The number of lines containing "handrail" is the only answer wanted; work it out from the entries below.

===============

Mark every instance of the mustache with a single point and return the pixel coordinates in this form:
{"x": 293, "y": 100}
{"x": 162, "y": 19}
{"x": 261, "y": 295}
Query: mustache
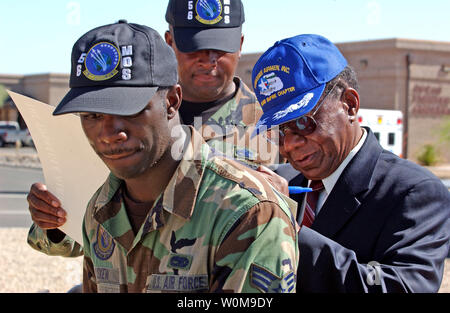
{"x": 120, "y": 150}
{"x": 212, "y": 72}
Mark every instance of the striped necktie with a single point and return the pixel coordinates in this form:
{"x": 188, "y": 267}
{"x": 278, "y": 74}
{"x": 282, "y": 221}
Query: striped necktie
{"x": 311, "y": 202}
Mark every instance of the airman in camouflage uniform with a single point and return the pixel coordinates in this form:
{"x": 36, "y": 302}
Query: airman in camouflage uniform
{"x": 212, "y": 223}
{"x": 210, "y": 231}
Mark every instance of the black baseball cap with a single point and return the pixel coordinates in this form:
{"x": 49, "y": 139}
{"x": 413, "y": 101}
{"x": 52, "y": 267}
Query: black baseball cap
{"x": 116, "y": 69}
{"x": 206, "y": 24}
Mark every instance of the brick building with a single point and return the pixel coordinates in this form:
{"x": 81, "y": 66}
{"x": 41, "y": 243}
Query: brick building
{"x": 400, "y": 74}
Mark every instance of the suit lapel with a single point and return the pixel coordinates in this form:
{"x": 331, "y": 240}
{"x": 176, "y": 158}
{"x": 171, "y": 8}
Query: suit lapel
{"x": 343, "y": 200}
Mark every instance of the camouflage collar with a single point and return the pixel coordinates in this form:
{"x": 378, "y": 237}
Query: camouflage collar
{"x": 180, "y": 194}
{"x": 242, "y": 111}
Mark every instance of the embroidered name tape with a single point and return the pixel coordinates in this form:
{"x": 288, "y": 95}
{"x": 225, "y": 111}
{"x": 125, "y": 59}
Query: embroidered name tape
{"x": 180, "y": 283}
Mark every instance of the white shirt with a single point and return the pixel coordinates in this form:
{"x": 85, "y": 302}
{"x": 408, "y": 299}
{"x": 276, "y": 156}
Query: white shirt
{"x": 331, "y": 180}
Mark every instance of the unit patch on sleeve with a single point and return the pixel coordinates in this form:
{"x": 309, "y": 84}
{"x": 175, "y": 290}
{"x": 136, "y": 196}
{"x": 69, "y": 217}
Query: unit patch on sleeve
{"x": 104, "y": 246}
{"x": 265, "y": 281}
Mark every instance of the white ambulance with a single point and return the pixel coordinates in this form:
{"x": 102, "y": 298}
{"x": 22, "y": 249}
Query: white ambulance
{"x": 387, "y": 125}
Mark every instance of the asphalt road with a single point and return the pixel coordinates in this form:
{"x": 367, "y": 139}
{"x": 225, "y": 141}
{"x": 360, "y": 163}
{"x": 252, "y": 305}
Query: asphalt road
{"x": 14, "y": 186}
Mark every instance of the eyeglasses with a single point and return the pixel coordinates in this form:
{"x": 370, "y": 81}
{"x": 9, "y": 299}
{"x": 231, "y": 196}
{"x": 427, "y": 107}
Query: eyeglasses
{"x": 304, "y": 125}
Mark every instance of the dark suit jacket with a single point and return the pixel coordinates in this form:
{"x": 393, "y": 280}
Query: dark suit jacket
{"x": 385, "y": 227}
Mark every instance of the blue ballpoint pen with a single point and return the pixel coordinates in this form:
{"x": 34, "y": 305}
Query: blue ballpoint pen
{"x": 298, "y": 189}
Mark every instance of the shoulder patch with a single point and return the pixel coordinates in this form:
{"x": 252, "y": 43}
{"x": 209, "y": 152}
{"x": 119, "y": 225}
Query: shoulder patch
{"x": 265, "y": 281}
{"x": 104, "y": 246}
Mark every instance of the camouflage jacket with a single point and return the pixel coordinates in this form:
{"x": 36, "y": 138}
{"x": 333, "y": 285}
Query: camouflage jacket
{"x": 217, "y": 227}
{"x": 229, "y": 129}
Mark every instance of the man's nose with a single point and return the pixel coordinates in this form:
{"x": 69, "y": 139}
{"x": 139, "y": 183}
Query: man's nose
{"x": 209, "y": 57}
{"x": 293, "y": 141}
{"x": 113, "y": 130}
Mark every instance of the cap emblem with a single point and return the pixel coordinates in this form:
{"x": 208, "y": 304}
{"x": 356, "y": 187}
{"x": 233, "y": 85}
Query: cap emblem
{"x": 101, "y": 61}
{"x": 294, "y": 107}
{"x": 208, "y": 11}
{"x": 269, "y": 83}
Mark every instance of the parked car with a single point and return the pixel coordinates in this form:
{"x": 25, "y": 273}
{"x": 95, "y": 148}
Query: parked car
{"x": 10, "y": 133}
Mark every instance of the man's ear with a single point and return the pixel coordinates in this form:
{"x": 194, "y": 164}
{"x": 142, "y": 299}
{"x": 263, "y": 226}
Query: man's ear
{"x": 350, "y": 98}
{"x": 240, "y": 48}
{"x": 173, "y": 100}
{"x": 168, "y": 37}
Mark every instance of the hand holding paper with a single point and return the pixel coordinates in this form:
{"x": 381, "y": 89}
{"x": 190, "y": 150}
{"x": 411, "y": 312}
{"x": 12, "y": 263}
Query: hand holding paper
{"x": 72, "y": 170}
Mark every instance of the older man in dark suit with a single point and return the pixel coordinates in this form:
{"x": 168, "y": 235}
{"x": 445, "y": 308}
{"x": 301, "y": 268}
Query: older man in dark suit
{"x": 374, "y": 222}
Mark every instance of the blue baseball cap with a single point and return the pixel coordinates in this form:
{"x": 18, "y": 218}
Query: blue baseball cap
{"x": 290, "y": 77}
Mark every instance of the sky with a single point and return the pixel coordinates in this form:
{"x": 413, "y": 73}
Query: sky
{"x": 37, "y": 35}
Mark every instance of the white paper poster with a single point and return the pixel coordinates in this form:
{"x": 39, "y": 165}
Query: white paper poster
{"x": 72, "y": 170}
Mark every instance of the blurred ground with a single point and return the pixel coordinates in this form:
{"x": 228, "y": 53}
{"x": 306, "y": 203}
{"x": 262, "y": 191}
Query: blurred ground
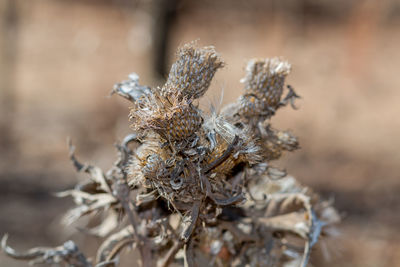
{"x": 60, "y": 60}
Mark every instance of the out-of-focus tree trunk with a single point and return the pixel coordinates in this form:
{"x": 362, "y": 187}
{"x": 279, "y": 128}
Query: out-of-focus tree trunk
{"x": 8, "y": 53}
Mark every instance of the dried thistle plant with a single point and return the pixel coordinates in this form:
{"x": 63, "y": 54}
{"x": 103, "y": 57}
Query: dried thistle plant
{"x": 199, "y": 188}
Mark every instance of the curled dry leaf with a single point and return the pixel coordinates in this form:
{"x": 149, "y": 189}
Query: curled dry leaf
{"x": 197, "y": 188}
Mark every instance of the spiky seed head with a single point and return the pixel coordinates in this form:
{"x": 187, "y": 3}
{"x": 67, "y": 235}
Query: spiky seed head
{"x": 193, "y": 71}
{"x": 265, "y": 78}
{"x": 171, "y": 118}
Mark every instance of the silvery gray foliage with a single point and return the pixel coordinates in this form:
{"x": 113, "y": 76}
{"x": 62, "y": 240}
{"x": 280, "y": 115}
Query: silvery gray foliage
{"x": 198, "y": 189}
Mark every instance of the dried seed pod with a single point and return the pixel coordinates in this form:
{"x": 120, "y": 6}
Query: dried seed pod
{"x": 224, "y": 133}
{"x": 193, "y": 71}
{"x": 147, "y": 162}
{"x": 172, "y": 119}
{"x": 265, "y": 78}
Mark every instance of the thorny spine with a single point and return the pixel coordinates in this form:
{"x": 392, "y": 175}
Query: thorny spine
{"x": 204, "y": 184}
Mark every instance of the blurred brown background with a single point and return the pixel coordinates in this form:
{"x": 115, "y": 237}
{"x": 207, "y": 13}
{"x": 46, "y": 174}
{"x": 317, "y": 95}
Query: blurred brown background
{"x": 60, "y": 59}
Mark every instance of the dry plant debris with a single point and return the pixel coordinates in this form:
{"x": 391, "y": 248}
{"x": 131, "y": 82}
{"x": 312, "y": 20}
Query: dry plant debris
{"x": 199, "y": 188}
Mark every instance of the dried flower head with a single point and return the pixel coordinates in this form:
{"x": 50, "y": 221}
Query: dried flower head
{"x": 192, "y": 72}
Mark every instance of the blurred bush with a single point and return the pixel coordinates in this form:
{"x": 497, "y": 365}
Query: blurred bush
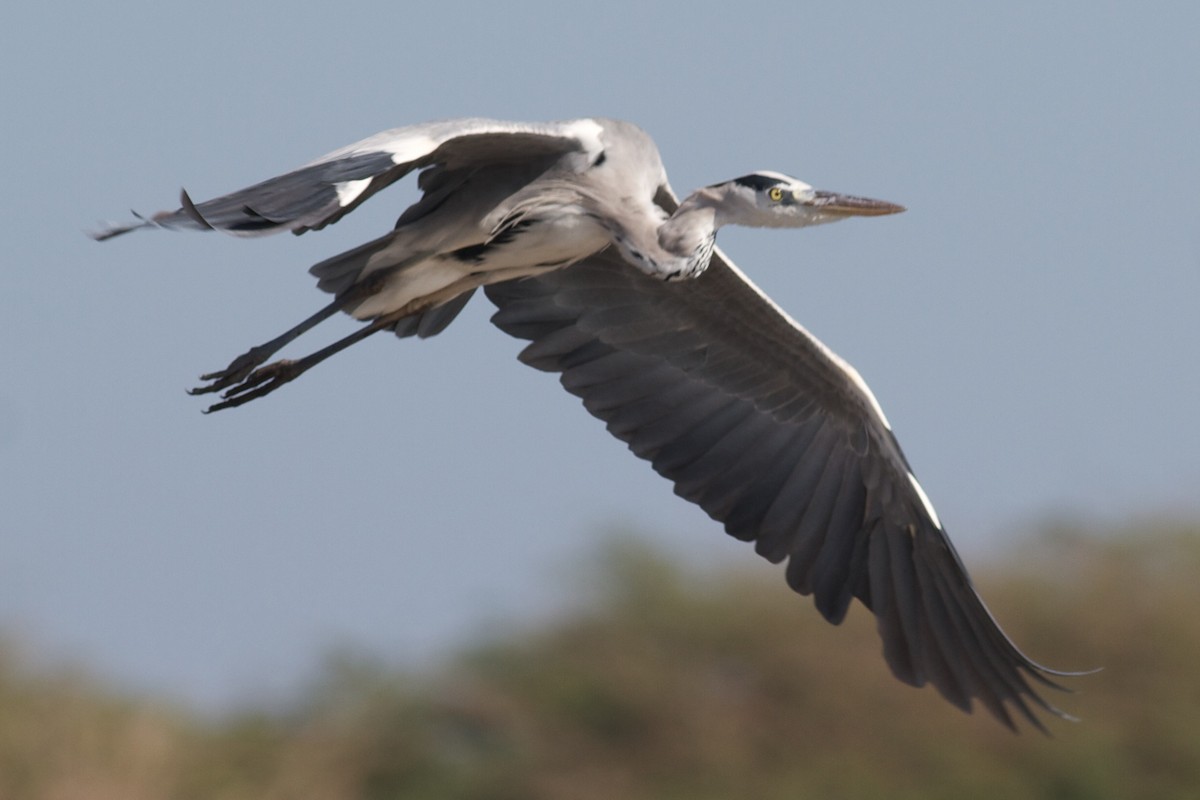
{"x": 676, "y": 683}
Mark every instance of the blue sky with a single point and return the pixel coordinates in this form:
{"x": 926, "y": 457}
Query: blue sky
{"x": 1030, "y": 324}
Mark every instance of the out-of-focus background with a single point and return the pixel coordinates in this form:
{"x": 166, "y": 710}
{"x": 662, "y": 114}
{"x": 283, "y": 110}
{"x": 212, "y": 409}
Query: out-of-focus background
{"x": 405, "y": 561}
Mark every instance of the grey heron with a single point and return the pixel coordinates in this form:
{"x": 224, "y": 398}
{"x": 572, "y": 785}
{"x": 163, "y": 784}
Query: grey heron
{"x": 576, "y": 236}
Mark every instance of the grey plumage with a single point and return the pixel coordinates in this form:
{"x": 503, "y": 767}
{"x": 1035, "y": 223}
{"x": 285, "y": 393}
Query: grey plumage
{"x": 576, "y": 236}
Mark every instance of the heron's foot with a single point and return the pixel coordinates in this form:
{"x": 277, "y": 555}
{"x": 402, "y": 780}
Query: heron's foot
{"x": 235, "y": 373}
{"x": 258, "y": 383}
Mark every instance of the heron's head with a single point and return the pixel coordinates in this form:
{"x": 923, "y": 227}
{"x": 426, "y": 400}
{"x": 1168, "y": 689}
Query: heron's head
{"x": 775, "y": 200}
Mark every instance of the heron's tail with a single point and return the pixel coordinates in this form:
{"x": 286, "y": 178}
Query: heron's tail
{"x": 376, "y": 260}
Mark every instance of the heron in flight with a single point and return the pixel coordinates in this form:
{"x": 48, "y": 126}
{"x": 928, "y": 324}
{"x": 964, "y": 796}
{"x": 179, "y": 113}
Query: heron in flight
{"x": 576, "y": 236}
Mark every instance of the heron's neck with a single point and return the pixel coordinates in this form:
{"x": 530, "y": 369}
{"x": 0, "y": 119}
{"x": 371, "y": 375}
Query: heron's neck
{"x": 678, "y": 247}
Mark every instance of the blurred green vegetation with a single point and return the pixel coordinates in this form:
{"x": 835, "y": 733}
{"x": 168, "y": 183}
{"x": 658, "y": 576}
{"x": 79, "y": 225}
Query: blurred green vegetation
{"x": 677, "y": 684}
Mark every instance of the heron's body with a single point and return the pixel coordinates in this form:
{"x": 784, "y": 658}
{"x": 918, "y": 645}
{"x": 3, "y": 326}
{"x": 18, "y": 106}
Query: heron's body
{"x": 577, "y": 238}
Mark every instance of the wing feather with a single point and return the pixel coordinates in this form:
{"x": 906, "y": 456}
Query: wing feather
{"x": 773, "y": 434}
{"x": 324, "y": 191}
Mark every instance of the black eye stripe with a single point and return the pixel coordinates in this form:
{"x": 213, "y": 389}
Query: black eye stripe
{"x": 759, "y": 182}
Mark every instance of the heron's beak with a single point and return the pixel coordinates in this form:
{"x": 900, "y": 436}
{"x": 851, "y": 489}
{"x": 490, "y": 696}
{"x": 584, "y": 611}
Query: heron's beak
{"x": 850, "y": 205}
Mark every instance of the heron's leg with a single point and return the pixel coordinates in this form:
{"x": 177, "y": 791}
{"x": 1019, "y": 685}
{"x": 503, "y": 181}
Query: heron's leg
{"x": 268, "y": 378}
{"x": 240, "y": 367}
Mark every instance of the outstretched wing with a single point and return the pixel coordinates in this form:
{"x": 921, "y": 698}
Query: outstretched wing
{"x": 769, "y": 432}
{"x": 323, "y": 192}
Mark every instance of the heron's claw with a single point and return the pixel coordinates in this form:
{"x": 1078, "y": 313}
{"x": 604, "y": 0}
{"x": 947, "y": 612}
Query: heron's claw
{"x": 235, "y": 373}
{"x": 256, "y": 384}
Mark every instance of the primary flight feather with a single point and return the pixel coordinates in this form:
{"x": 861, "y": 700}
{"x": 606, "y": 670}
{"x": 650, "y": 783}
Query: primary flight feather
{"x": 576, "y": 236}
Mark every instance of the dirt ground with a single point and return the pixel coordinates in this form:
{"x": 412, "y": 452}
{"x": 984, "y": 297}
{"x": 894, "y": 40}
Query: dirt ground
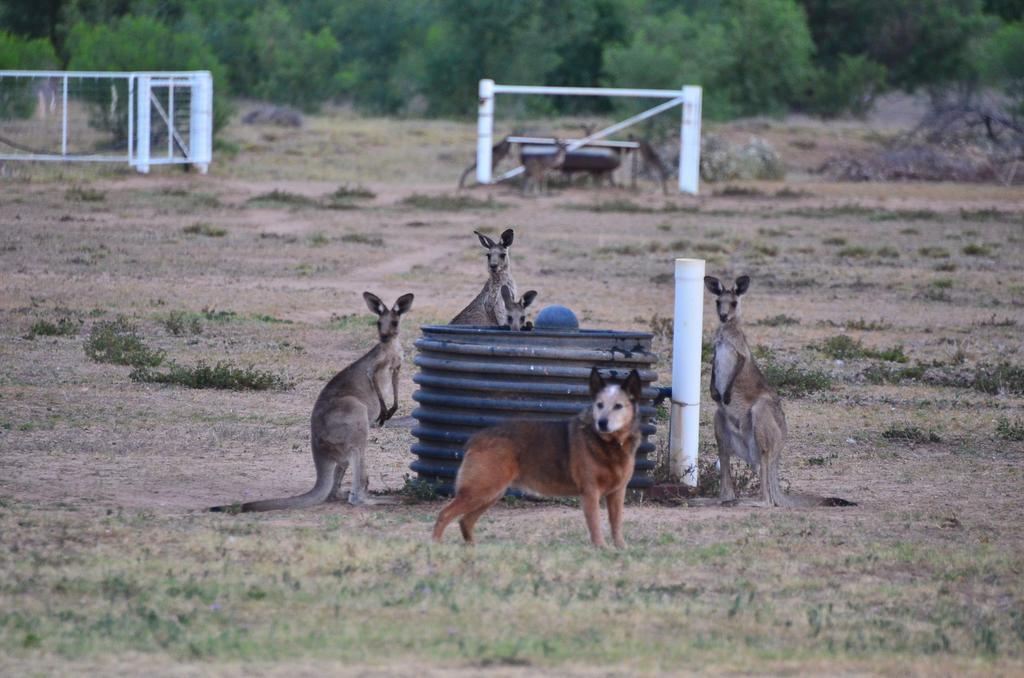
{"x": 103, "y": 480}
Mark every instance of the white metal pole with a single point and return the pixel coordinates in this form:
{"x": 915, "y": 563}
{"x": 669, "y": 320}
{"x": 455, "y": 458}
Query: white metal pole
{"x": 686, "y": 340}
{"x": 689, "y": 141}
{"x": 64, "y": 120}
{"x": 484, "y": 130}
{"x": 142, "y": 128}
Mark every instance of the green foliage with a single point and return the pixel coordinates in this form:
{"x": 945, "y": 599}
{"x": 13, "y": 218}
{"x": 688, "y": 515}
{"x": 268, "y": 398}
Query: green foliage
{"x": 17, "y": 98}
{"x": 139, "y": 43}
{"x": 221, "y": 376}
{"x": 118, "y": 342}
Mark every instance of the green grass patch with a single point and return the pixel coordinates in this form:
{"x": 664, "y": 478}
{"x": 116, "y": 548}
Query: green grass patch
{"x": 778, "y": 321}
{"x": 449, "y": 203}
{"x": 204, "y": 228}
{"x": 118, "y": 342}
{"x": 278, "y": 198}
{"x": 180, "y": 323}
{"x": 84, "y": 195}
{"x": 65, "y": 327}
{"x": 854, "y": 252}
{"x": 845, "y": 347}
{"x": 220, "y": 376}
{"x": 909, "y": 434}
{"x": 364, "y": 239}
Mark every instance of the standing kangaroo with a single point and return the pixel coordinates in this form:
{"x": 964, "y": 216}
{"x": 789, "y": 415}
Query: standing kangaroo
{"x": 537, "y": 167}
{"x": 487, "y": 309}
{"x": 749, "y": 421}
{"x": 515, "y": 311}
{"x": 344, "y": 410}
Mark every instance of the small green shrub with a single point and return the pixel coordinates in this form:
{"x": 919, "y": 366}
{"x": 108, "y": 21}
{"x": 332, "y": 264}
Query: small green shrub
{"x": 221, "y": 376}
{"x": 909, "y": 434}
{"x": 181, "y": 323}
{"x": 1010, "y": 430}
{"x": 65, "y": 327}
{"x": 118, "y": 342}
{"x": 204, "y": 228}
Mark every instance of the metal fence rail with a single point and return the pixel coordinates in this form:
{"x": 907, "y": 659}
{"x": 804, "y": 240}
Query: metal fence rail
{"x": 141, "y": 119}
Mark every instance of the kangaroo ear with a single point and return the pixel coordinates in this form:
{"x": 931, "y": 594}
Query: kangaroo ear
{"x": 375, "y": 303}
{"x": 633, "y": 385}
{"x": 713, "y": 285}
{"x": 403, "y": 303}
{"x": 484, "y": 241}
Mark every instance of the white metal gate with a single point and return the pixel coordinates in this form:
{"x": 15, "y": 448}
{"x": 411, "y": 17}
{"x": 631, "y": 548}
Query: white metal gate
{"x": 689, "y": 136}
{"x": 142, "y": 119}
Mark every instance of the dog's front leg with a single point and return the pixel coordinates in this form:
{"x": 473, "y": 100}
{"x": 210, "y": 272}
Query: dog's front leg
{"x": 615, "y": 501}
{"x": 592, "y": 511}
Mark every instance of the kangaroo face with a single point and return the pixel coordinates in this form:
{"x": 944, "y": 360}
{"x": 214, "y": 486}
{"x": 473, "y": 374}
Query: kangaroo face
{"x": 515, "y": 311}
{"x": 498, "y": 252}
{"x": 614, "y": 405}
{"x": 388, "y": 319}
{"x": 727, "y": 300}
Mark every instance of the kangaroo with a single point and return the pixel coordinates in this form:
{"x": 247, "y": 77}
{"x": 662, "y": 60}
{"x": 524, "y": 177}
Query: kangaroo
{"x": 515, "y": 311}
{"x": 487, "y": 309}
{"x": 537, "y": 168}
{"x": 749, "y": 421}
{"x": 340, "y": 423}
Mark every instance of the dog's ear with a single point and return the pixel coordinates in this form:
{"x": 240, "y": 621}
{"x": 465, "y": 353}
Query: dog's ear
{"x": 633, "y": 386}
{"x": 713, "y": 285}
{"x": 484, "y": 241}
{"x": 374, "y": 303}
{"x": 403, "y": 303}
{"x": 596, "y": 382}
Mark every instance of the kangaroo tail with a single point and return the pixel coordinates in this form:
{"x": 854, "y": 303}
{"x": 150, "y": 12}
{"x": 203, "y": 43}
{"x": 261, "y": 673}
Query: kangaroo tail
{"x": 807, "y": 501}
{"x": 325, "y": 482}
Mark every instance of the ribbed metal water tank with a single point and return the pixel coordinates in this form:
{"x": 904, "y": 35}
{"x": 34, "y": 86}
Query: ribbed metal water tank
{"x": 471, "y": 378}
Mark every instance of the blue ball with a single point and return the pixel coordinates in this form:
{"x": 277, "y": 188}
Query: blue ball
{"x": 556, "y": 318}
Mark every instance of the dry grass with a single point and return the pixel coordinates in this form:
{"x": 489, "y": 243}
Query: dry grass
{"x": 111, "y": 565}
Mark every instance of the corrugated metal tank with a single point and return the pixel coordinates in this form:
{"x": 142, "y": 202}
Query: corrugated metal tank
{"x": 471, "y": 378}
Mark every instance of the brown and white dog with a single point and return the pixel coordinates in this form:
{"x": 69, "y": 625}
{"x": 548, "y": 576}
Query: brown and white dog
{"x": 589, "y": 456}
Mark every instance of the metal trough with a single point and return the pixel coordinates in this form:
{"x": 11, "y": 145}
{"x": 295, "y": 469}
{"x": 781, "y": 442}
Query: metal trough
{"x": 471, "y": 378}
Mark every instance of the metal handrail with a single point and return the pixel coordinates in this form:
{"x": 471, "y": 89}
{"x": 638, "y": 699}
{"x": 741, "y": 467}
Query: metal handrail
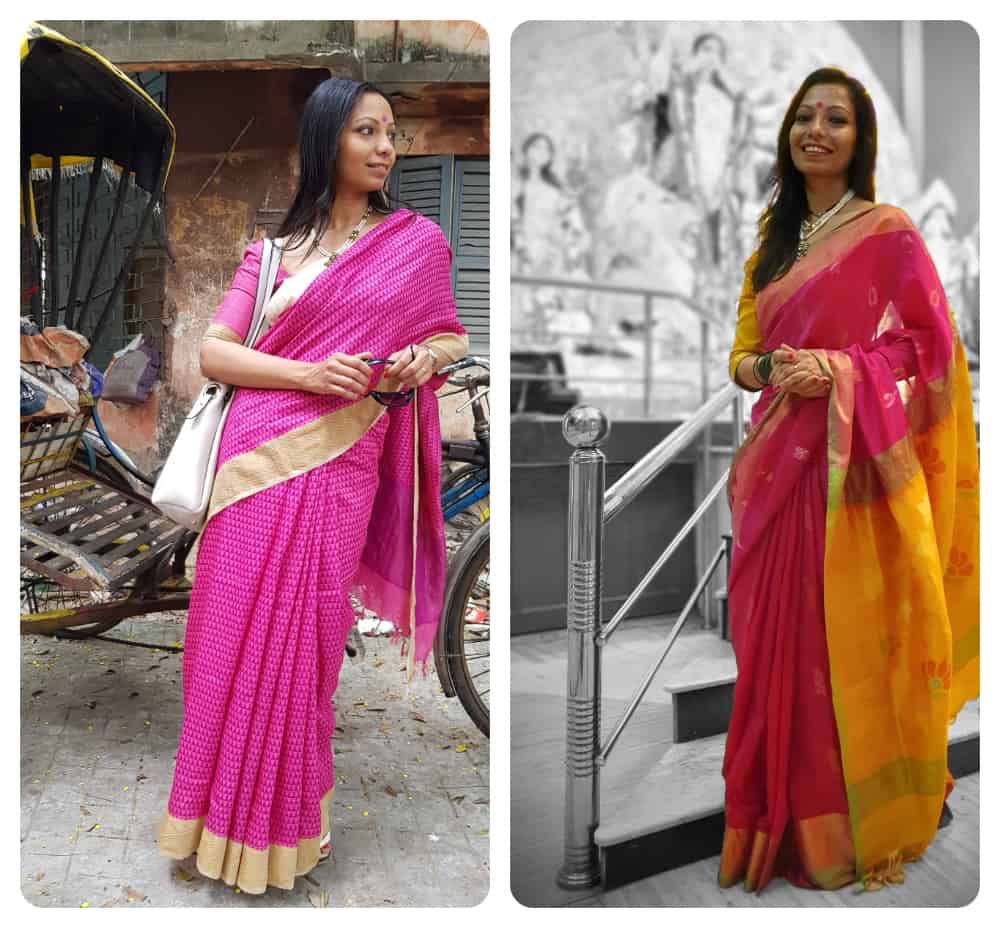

===============

* _Task output_:
2